* [Try it]: Once you have read the data below, set it all down again exactly.

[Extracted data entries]
+ + +

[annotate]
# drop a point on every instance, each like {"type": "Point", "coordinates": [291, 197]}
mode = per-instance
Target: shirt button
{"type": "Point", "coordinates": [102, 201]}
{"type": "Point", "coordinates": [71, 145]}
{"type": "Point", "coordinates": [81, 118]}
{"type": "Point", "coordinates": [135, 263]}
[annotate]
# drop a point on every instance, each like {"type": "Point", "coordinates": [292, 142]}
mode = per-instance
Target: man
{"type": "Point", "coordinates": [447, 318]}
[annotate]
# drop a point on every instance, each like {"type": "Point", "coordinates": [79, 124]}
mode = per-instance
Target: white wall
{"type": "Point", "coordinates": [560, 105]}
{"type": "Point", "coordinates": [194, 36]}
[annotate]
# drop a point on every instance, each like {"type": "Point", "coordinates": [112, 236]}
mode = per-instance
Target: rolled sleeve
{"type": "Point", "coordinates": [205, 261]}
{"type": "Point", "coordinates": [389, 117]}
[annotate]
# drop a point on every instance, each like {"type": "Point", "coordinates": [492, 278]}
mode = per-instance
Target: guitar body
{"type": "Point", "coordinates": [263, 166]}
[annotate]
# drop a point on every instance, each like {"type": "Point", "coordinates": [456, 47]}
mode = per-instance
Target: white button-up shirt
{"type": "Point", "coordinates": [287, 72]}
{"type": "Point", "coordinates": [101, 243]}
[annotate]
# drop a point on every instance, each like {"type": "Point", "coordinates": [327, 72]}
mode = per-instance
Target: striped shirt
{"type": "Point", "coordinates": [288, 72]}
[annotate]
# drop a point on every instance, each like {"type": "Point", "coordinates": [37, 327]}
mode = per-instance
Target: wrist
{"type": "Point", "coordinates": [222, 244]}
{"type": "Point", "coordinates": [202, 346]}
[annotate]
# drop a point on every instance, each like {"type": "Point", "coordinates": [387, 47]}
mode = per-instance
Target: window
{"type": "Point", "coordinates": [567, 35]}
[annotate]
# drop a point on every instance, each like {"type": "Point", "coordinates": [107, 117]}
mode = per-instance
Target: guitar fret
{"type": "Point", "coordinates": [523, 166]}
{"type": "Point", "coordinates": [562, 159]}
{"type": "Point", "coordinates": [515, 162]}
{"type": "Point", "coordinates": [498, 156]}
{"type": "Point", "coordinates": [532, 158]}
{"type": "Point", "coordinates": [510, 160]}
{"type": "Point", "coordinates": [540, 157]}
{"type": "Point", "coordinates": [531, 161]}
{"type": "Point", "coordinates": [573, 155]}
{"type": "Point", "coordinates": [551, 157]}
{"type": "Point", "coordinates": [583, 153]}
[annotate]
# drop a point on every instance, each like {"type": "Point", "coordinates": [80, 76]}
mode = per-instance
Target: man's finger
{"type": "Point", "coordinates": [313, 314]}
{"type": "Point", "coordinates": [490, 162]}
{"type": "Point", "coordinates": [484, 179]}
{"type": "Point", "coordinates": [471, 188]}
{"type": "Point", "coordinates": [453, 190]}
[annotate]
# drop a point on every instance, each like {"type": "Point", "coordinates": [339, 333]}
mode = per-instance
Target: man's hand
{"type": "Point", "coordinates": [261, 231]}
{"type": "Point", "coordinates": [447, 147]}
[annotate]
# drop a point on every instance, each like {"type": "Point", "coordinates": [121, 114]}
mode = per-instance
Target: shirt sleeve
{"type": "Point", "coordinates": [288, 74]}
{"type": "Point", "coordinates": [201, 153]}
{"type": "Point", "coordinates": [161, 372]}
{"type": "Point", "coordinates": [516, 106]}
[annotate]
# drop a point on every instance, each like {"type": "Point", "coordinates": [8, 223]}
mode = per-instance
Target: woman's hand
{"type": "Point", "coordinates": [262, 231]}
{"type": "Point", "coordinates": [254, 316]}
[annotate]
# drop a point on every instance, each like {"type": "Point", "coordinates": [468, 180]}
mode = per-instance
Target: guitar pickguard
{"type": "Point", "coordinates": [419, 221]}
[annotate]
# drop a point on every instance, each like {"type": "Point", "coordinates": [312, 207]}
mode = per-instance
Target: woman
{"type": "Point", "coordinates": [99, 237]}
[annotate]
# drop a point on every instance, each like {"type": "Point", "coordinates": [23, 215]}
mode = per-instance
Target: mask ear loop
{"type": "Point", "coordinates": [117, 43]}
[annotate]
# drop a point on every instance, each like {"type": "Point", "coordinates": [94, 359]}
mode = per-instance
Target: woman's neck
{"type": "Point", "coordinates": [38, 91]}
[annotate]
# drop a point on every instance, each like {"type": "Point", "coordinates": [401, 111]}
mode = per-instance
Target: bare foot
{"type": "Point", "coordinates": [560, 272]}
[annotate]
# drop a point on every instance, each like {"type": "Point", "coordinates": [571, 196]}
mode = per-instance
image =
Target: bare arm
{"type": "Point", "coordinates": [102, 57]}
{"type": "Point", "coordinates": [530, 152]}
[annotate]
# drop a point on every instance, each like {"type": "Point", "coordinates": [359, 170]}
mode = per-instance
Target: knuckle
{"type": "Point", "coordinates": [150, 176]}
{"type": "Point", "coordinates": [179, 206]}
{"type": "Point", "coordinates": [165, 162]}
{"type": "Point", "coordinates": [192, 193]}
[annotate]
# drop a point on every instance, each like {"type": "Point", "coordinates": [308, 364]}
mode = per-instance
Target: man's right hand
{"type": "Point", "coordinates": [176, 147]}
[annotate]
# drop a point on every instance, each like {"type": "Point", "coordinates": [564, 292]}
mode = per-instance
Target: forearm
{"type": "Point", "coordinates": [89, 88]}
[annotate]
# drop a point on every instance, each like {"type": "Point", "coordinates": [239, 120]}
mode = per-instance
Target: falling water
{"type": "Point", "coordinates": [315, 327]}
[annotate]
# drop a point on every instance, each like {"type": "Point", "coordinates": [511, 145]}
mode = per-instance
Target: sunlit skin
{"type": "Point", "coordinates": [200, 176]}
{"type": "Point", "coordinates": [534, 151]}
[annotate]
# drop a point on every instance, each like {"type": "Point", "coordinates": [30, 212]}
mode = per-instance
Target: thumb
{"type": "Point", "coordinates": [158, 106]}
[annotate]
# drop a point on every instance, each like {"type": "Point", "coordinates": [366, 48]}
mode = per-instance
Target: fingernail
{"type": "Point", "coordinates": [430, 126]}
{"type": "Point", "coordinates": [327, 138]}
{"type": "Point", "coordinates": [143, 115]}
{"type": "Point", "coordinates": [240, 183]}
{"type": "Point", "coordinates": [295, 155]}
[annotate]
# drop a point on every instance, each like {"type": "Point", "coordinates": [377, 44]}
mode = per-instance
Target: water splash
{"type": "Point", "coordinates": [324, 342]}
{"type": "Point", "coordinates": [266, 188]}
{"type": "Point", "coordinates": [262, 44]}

+ + +

* [Completed exercise]:
[annotate]
# drop a point on every instance, each like {"type": "Point", "coordinates": [291, 197]}
mode = per-instance
Target: shirt button
{"type": "Point", "coordinates": [102, 201]}
{"type": "Point", "coordinates": [71, 145]}
{"type": "Point", "coordinates": [81, 118]}
{"type": "Point", "coordinates": [135, 263]}
[annotate]
# drop a point on every instance, each like {"type": "Point", "coordinates": [292, 142]}
mode = per-instance
Target: man
{"type": "Point", "coordinates": [447, 318]}
[annotate]
# drop a point on every instance, each like {"type": "Point", "coordinates": [79, 124]}
mode = per-instance
Target: white wall
{"type": "Point", "coordinates": [560, 105]}
{"type": "Point", "coordinates": [194, 36]}
[annotate]
# drop a point on every instance, each like {"type": "Point", "coordinates": [112, 236]}
mode = per-instance
Target: rolled sleeve
{"type": "Point", "coordinates": [205, 261]}
{"type": "Point", "coordinates": [389, 117]}
[annotate]
# drop a point on every instance, each like {"type": "Point", "coordinates": [492, 278]}
mode = per-instance
Target: guitar body
{"type": "Point", "coordinates": [263, 166]}
[annotate]
# drop a point on every instance, each like {"type": "Point", "coordinates": [456, 47]}
mode = per-instance
Target: white button-up shirt
{"type": "Point", "coordinates": [287, 72]}
{"type": "Point", "coordinates": [101, 243]}
[annotate]
# drop a point on every instance, each like {"type": "Point", "coordinates": [327, 72]}
mode = per-instance
Target: striped shirt
{"type": "Point", "coordinates": [288, 72]}
[annotate]
# drop a point on every instance, each like {"type": "Point", "coordinates": [37, 327]}
mode = per-instance
Target: wrist
{"type": "Point", "coordinates": [222, 244]}
{"type": "Point", "coordinates": [202, 346]}
[annotate]
# drop a point on every instance, each like {"type": "Point", "coordinates": [387, 47]}
mode = per-instance
Target: window
{"type": "Point", "coordinates": [567, 35]}
[annotate]
# drop a point on every instance, each like {"type": "Point", "coordinates": [107, 117]}
mode = per-instance
Target: guitar fret
{"type": "Point", "coordinates": [523, 166]}
{"type": "Point", "coordinates": [562, 159]}
{"type": "Point", "coordinates": [515, 162]}
{"type": "Point", "coordinates": [498, 156]}
{"type": "Point", "coordinates": [532, 158]}
{"type": "Point", "coordinates": [510, 160]}
{"type": "Point", "coordinates": [540, 157]}
{"type": "Point", "coordinates": [531, 161]}
{"type": "Point", "coordinates": [573, 155]}
{"type": "Point", "coordinates": [551, 157]}
{"type": "Point", "coordinates": [583, 153]}
[annotate]
# drop a point on every instance, each like {"type": "Point", "coordinates": [80, 76]}
mode = per-instance
Target: man's finger
{"type": "Point", "coordinates": [313, 314]}
{"type": "Point", "coordinates": [490, 162]}
{"type": "Point", "coordinates": [484, 179]}
{"type": "Point", "coordinates": [471, 188]}
{"type": "Point", "coordinates": [453, 190]}
[annotate]
# drop a point on every instance, each like {"type": "Point", "coordinates": [339, 333]}
mode = per-instance
Target: man's hand
{"type": "Point", "coordinates": [261, 231]}
{"type": "Point", "coordinates": [447, 147]}
[annotate]
# drop a point on every instance, each like {"type": "Point", "coordinates": [121, 114]}
mode = per-instance
Target: shirt sleeve
{"type": "Point", "coordinates": [288, 74]}
{"type": "Point", "coordinates": [201, 153]}
{"type": "Point", "coordinates": [161, 372]}
{"type": "Point", "coordinates": [516, 106]}
[annotate]
# drop a point on every instance, each like {"type": "Point", "coordinates": [8, 223]}
mode = per-instance
Target: woman's hand
{"type": "Point", "coordinates": [262, 231]}
{"type": "Point", "coordinates": [254, 316]}
[annotate]
# drop a point on every instance, each like {"type": "Point", "coordinates": [468, 180]}
mode = per-instance
Target: guitar pickguard
{"type": "Point", "coordinates": [419, 221]}
[annotate]
# drop a point on every instance, each like {"type": "Point", "coordinates": [312, 207]}
mode = per-instance
Target: woman
{"type": "Point", "coordinates": [99, 237]}
[annotate]
# drop a point on every instance, each like {"type": "Point", "coordinates": [23, 215]}
mode = per-instance
Target: mask ear loop
{"type": "Point", "coordinates": [117, 43]}
[annotate]
# drop a point on every instance, each like {"type": "Point", "coordinates": [94, 359]}
mode = per-instance
Target: woman's neck
{"type": "Point", "coordinates": [38, 91]}
[annotate]
# drop a point on every instance, each like {"type": "Point", "coordinates": [401, 111]}
mode = per-instance
Target: bare foot
{"type": "Point", "coordinates": [560, 272]}
[annotate]
# drop a point on every instance, each like {"type": "Point", "coordinates": [571, 196]}
mode = per-instance
image =
Target: bare arm
{"type": "Point", "coordinates": [102, 57]}
{"type": "Point", "coordinates": [530, 152]}
[annotate]
# drop a point on every instance, each like {"type": "Point", "coordinates": [359, 170]}
mode = per-instance
Target: knuckle
{"type": "Point", "coordinates": [150, 176]}
{"type": "Point", "coordinates": [179, 206]}
{"type": "Point", "coordinates": [165, 162]}
{"type": "Point", "coordinates": [192, 193]}
[annotate]
# drop a point on every instance, each like {"type": "Point", "coordinates": [308, 364]}
mode = per-instance
Target: man's right hand
{"type": "Point", "coordinates": [176, 147]}
[annotate]
# drop a point on every instance, each like {"type": "Point", "coordinates": [564, 292]}
mode = per-instance
Target: forearm
{"type": "Point", "coordinates": [89, 88]}
[annotate]
# drop a point on every instance, each like {"type": "Point", "coordinates": [239, 120]}
mode = per-instance
Target: falling water
{"type": "Point", "coordinates": [315, 327]}
[annotate]
# drop a point on every instance, each like {"type": "Point", "coordinates": [511, 145]}
mode = per-instance
Target: sunlit skin
{"type": "Point", "coordinates": [200, 176]}
{"type": "Point", "coordinates": [534, 151]}
[annotate]
# drop a point on every instance, each like {"type": "Point", "coordinates": [30, 212]}
mode = per-instance
Target: thumb
{"type": "Point", "coordinates": [158, 106]}
[annotate]
# drop a point on every instance, each like {"type": "Point", "coordinates": [366, 48]}
mode = per-instance
Target: fingernail
{"type": "Point", "coordinates": [430, 126]}
{"type": "Point", "coordinates": [327, 138]}
{"type": "Point", "coordinates": [143, 115]}
{"type": "Point", "coordinates": [240, 183]}
{"type": "Point", "coordinates": [295, 155]}
[annotate]
# drop a point on every instance, each like {"type": "Point", "coordinates": [377, 44]}
mode = per-instance
Target: water splash
{"type": "Point", "coordinates": [324, 342]}
{"type": "Point", "coordinates": [266, 188]}
{"type": "Point", "coordinates": [262, 44]}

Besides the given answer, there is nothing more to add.